*The task:*
An exact reproduction of the records is required, with all pictures omitted.
- Opening Delimiter -
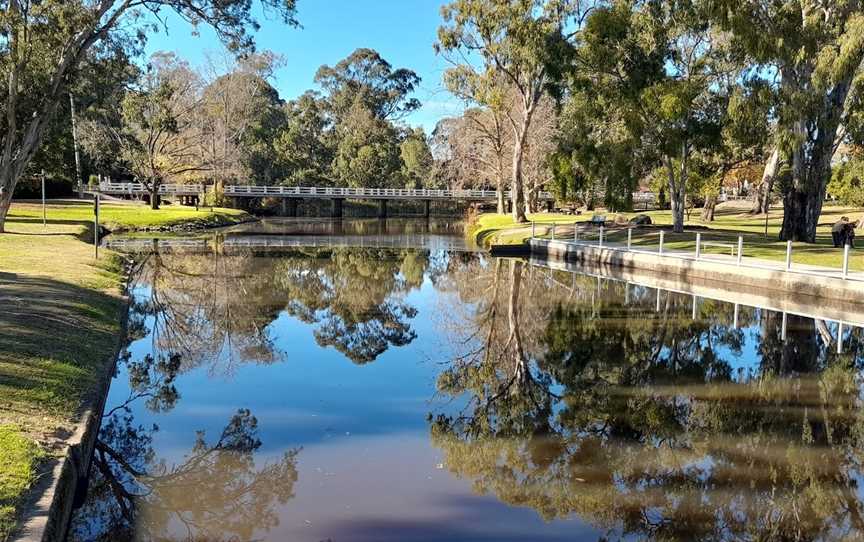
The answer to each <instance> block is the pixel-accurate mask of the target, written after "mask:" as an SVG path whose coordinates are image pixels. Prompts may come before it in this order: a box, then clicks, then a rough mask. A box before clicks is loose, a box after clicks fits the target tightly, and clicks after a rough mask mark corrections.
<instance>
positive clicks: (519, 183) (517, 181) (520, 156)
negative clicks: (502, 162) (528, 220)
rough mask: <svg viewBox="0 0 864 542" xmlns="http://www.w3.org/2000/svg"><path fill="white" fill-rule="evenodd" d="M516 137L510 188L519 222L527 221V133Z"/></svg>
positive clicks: (514, 216) (522, 134)
mask: <svg viewBox="0 0 864 542" xmlns="http://www.w3.org/2000/svg"><path fill="white" fill-rule="evenodd" d="M523 126H524V123H523ZM526 132H527V130H523V132H522V135H521V137H519V138H517V139H516V142H515V143H514V145H513V186H512V187H511V188H510V190H511V193H510V198H511V200H512V202H513V221H514V222H517V223H521V222H527V221H528V219H527V218H526V217H525V196H524V192H523V190H524V186H523V184H522V161H523V158H524V153H525V133H526Z"/></svg>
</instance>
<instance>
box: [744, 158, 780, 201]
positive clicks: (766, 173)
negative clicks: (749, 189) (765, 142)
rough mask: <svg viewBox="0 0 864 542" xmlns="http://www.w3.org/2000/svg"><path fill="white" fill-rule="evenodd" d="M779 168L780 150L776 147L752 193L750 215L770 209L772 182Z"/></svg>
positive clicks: (772, 188) (774, 178)
mask: <svg viewBox="0 0 864 542" xmlns="http://www.w3.org/2000/svg"><path fill="white" fill-rule="evenodd" d="M779 168H780V150H779V149H777V148H776V147H775V148H774V152H772V153H771V157H770V158H769V159H768V163H766V164H765V171H763V172H762V183H761V184H760V185H759V186H758V187H757V188H756V190H755V191H754V193H753V207H752V208H751V209H750V213H751V214H754V215H756V214H764V213H767V212H768V210H769V208H770V207H771V190H773V188H774V180H775V179H776V178H777V170H778V169H779Z"/></svg>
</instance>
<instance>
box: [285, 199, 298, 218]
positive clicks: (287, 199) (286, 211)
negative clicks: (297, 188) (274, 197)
mask: <svg viewBox="0 0 864 542" xmlns="http://www.w3.org/2000/svg"><path fill="white" fill-rule="evenodd" d="M282 216H290V217H292V218H293V217H296V216H297V200H296V199H294V198H282Z"/></svg>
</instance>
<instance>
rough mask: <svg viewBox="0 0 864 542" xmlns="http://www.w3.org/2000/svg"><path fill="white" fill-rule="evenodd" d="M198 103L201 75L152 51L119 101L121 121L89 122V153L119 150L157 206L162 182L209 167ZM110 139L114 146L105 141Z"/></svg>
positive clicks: (200, 85)
mask: <svg viewBox="0 0 864 542" xmlns="http://www.w3.org/2000/svg"><path fill="white" fill-rule="evenodd" d="M200 105H201V80H200V78H199V77H198V75H197V73H195V72H194V71H193V70H192V69H191V68H190V67H189V65H188V64H187V63H186V62H184V61H181V60H179V59H178V58H177V57H176V56H175V55H174V54H172V53H157V54H154V55H153V57H151V61H150V64H149V65H148V68H147V70H146V71H145V72H144V73H143V74H142V75H141V77H140V80H139V81H138V82H137V83H136V85H135V86H134V87H133V88H130V89H128V90H127V91H126V94H125V96H124V97H123V99H122V101H121V102H120V103H119V104H115V107H117V108H118V111H119V114H118V116H119V120H120V125H119V126H112V125H111V124H101V123H99V122H98V121H96V122H93V123H90V124H89V125H88V126H87V131H88V132H89V134H88V136H87V137H85V138H84V140H83V144H84V148H85V150H87V151H88V153H89V154H91V155H97V153H99V152H114V151H115V150H116V151H118V152H119V155H120V157H122V159H123V162H124V163H125V164H126V165H127V167H128V169H129V172H130V173H132V174H133V175H134V176H135V178H136V179H137V180H138V181H139V182H141V183H142V184H144V186H145V188H146V189H147V191H148V192H149V193H150V205H151V207H152V208H153V209H158V208H159V196H158V195H159V189H160V187H161V186H162V184H163V183H165V182H169V181H175V182H178V181H184V180H186V179H187V178H189V177H192V176H195V175H199V174H200V173H201V172H203V171H207V170H209V169H210V167H211V163H210V162H207V161H205V159H206V158H207V157H206V156H203V155H202V153H201V136H202V134H201V132H200V124H199V123H198V122H197V112H198V110H199V108H200ZM106 140H112V142H113V144H112V145H108V146H106V145H104V143H103V142H104V141H106Z"/></svg>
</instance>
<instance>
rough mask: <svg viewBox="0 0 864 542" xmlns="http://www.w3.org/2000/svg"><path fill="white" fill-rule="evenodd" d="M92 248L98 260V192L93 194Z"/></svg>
- Closing Delimiter -
*The answer:*
The answer to each <instance> block is the pixel-accurate mask of the target, written after "mask:" as an SVG path whose coordinates are image pixels. Prompts may come before it in this order: a box, then clicks, then a rough mask. A box before clicks is loose, a box after clicks fits the target tightly, and clicks after a rough mask mark corrections.
<instance>
positive clicks: (519, 183) (517, 181) (520, 156)
negative clicks: (502, 162) (528, 220)
rough mask: <svg viewBox="0 0 864 542" xmlns="http://www.w3.org/2000/svg"><path fill="white" fill-rule="evenodd" d="M516 137L510 188L519 222L527 221V133Z"/></svg>
positive clicks: (514, 216) (522, 134)
mask: <svg viewBox="0 0 864 542" xmlns="http://www.w3.org/2000/svg"><path fill="white" fill-rule="evenodd" d="M523 126H524V123H523ZM526 132H527V130H523V132H522V135H521V137H519V138H517V139H516V142H515V143H514V145H513V186H512V187H511V188H510V190H511V193H510V198H511V200H512V202H513V221H514V222H517V223H521V222H527V221H528V219H527V218H526V217H525V196H524V192H523V190H524V186H523V184H522V161H523V158H524V153H525V133H526Z"/></svg>
</instance>
<instance>
box: [744, 158, 780, 201]
positive clicks: (766, 173)
negative clicks: (749, 189) (765, 142)
rough mask: <svg viewBox="0 0 864 542" xmlns="http://www.w3.org/2000/svg"><path fill="white" fill-rule="evenodd" d="M779 168L780 150L776 147L752 193L750 215L770 209L772 182Z"/></svg>
positive clicks: (772, 188) (774, 178)
mask: <svg viewBox="0 0 864 542" xmlns="http://www.w3.org/2000/svg"><path fill="white" fill-rule="evenodd" d="M779 168H780V150H779V149H777V148H776V147H775V148H774V152H772V153H771V157H770V158H769V159H768V163H766V164H765V171H763V172H762V183H761V184H760V185H759V186H758V187H757V188H756V190H755V191H754V193H753V207H752V208H751V209H750V213H751V214H754V215H756V214H764V213H767V212H768V210H769V208H770V207H771V190H773V188H774V180H775V179H776V178H777V170H778V169H779Z"/></svg>
</instance>
<instance>
box: [285, 199, 298, 218]
positive clicks: (287, 199) (286, 211)
negative clicks: (297, 188) (274, 197)
mask: <svg viewBox="0 0 864 542" xmlns="http://www.w3.org/2000/svg"><path fill="white" fill-rule="evenodd" d="M282 216H290V217H292V218H293V217H296V216H297V200H296V199H294V198H282Z"/></svg>
</instance>
<instance>
rough mask: <svg viewBox="0 0 864 542" xmlns="http://www.w3.org/2000/svg"><path fill="white" fill-rule="evenodd" d="M198 103L201 75L152 51L119 101L121 121L89 122V153L119 150L157 206L162 182L209 167ZM110 139L114 146L105 141Z"/></svg>
positive clicks: (200, 85)
mask: <svg viewBox="0 0 864 542" xmlns="http://www.w3.org/2000/svg"><path fill="white" fill-rule="evenodd" d="M200 105H201V80H200V78H199V77H198V75H197V73H195V72H194V71H193V70H192V69H191V68H190V67H189V65H188V64H187V63H186V62H184V61H181V60H179V59H178V58H177V57H176V56H175V55H174V54H172V53H157V54H154V55H153V57H151V61H150V64H149V65H148V68H147V70H146V71H145V72H144V73H143V74H142V75H141V77H140V80H139V81H138V82H137V83H136V85H135V86H134V87H133V88H130V89H128V90H127V91H126V94H125V96H124V97H123V99H122V101H121V102H120V103H119V104H115V107H117V108H118V111H119V114H118V116H119V120H120V125H119V126H112V125H111V124H101V123H99V122H98V121H96V122H93V123H90V124H89V125H88V126H87V131H88V132H89V134H88V136H87V137H85V138H84V140H83V144H84V148H85V150H87V151H88V153H89V154H91V155H97V153H99V152H114V151H115V150H116V151H118V152H119V155H120V157H122V159H123V162H124V163H125V164H126V165H127V167H128V169H129V172H130V173H132V174H133V175H134V176H135V178H136V179H137V180H138V181H139V182H141V183H142V184H144V186H145V188H146V189H147V191H148V192H149V193H150V205H151V207H152V208H153V209H158V208H159V196H158V195H159V189H160V187H161V186H162V184H163V183H165V182H169V181H175V182H178V181H184V180H186V179H187V178H189V177H192V176H195V175H199V174H200V173H201V172H203V171H207V170H209V169H210V167H211V163H210V162H207V161H205V159H206V158H207V157H206V156H203V155H202V153H201V136H202V134H201V132H200V124H199V123H198V122H197V112H198V110H199V108H200ZM106 140H112V142H113V144H112V145H108V146H106V145H104V143H103V142H104V141H106Z"/></svg>
</instance>
<instance>
rough mask: <svg viewBox="0 0 864 542" xmlns="http://www.w3.org/2000/svg"><path fill="white" fill-rule="evenodd" d="M92 248L98 260V192L93 194Z"/></svg>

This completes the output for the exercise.